■ ASSIGNMENT: Among the entries that follow, count the lines that contain the word "wheel" and say how many there are, writing nothing else.

Items from a dataset:

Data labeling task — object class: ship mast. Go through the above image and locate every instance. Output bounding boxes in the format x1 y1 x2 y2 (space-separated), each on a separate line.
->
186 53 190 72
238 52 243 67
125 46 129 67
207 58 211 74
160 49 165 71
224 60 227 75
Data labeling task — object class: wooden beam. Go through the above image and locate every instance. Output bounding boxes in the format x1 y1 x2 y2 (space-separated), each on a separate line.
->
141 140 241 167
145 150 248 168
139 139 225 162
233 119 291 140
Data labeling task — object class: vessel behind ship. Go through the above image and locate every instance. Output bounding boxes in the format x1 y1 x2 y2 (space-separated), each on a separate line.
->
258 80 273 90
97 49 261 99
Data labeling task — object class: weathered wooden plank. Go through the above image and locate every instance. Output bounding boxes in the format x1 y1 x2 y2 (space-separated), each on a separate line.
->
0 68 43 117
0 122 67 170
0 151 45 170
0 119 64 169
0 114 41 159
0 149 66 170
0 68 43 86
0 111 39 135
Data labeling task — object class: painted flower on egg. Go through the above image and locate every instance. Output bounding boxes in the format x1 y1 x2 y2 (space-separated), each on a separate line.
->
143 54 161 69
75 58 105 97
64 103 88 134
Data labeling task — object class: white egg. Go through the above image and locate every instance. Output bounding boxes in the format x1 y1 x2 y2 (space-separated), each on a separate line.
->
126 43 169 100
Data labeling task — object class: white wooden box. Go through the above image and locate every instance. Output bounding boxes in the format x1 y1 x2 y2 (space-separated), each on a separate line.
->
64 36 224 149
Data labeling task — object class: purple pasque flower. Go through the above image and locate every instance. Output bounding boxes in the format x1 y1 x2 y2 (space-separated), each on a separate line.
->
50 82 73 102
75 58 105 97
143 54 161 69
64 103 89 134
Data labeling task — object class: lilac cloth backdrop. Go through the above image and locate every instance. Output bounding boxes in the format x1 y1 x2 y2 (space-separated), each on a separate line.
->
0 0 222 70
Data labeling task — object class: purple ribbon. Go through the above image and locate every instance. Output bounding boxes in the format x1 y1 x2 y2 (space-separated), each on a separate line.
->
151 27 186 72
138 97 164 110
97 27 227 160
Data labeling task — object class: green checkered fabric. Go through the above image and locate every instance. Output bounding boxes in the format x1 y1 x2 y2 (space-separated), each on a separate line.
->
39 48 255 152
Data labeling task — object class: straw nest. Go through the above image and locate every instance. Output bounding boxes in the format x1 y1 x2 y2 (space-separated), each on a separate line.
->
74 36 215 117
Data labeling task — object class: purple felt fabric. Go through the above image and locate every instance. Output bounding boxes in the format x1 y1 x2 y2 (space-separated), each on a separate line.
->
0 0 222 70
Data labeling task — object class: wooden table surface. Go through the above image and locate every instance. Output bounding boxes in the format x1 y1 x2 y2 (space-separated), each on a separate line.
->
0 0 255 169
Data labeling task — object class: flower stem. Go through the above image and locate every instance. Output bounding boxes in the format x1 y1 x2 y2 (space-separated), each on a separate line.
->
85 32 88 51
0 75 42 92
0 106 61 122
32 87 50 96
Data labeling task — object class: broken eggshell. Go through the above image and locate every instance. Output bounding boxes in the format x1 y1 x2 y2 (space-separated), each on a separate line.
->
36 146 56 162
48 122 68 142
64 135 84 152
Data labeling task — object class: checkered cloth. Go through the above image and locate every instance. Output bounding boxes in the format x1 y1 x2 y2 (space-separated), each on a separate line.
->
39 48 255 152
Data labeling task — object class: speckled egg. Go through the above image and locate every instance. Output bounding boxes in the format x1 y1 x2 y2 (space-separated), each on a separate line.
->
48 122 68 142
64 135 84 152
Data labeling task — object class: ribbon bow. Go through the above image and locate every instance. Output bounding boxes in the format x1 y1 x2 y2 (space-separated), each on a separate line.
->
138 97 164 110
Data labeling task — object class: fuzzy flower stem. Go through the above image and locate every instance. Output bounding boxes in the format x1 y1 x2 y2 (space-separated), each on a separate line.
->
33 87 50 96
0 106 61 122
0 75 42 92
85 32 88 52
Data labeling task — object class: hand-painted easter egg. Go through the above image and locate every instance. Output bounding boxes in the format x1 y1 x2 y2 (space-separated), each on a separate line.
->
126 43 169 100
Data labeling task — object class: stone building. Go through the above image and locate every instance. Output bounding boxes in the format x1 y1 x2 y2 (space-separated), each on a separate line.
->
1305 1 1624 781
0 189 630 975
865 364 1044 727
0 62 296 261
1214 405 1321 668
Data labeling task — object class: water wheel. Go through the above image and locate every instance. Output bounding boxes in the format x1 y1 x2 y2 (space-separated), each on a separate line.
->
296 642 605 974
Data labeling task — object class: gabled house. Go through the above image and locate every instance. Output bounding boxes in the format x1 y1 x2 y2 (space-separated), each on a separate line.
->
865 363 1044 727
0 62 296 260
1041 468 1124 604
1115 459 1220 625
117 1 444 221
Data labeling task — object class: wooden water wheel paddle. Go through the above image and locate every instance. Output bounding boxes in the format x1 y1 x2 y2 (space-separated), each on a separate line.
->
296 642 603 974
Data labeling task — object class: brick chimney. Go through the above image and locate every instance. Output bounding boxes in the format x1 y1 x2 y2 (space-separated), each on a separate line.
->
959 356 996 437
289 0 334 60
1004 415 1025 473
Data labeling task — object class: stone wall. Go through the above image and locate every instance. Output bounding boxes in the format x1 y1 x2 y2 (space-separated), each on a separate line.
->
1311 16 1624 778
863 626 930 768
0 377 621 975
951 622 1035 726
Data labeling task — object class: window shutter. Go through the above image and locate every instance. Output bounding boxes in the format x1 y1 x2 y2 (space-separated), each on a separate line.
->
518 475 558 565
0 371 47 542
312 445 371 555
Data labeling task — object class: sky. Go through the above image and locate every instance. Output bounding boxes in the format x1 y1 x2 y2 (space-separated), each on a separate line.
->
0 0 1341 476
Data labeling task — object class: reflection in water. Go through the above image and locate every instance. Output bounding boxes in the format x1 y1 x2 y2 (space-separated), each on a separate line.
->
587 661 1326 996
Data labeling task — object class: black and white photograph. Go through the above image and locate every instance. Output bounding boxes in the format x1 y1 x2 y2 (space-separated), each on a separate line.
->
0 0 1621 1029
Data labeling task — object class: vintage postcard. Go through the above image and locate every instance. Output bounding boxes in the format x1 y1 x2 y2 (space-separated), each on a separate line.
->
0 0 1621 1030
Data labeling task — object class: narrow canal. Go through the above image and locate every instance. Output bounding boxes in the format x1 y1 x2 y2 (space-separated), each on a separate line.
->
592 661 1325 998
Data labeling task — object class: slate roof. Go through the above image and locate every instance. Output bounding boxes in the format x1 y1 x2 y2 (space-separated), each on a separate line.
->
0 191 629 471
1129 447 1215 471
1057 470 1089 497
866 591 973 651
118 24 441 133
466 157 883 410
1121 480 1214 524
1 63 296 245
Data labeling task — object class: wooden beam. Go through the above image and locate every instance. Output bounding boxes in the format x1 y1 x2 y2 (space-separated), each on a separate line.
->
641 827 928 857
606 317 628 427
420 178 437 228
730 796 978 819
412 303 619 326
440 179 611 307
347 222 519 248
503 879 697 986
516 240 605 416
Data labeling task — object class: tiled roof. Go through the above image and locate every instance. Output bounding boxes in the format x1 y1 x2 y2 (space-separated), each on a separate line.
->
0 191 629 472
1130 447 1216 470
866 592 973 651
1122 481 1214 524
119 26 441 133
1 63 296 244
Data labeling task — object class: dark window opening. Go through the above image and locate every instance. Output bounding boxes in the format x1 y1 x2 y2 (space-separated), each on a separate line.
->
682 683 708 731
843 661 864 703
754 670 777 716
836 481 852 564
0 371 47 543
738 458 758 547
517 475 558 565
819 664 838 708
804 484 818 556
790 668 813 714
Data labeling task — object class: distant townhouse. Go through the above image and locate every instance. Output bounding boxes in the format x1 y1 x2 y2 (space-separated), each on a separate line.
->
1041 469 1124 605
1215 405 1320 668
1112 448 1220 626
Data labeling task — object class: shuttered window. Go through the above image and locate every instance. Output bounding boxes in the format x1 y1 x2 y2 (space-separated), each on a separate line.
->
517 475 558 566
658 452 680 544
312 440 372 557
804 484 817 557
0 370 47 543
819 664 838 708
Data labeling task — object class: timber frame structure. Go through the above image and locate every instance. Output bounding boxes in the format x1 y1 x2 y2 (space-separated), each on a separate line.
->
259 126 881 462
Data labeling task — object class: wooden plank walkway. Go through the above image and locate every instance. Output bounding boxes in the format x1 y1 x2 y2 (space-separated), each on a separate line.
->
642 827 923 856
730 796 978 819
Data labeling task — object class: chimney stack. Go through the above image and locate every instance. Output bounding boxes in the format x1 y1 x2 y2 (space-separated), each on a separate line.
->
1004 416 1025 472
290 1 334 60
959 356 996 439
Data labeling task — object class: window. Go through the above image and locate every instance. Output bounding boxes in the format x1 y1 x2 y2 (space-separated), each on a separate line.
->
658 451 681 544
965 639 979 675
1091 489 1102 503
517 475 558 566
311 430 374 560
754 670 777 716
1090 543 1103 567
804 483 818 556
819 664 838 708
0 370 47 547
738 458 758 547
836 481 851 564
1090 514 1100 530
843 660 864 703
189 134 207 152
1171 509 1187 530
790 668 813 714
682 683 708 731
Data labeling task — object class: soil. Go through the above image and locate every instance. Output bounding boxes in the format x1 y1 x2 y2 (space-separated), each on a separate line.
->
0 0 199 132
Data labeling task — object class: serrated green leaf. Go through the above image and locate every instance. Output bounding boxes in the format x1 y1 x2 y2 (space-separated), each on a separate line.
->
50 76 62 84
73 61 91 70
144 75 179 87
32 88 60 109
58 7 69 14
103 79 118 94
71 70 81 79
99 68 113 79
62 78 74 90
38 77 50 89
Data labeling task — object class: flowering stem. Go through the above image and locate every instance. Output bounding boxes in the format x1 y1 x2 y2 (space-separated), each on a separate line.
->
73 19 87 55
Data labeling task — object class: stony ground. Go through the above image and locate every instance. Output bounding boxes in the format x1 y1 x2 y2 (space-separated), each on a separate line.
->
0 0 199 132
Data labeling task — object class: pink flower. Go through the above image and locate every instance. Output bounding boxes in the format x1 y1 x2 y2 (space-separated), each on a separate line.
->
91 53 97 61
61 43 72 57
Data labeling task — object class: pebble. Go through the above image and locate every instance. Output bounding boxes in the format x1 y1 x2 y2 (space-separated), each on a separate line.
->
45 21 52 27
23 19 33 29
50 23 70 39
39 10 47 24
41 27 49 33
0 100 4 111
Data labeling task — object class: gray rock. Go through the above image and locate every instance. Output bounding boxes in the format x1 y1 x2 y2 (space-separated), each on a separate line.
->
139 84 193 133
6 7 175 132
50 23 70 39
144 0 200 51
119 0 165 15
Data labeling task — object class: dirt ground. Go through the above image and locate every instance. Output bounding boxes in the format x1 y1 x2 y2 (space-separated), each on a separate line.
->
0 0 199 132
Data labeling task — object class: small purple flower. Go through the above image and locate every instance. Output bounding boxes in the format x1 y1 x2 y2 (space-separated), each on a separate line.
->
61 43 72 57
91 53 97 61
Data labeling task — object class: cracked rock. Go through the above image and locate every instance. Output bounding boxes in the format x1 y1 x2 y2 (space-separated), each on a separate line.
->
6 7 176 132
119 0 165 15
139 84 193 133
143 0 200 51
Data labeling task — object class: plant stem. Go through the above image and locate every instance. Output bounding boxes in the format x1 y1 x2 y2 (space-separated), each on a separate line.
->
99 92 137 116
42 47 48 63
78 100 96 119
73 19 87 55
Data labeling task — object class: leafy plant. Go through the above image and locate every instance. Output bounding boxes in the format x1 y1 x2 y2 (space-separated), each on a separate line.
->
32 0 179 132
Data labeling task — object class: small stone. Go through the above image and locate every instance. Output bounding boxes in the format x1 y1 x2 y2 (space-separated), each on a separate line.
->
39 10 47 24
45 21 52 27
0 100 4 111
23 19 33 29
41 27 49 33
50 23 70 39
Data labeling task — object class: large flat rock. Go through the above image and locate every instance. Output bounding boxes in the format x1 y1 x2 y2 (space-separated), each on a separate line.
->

■ WORKED SOLUTION: 2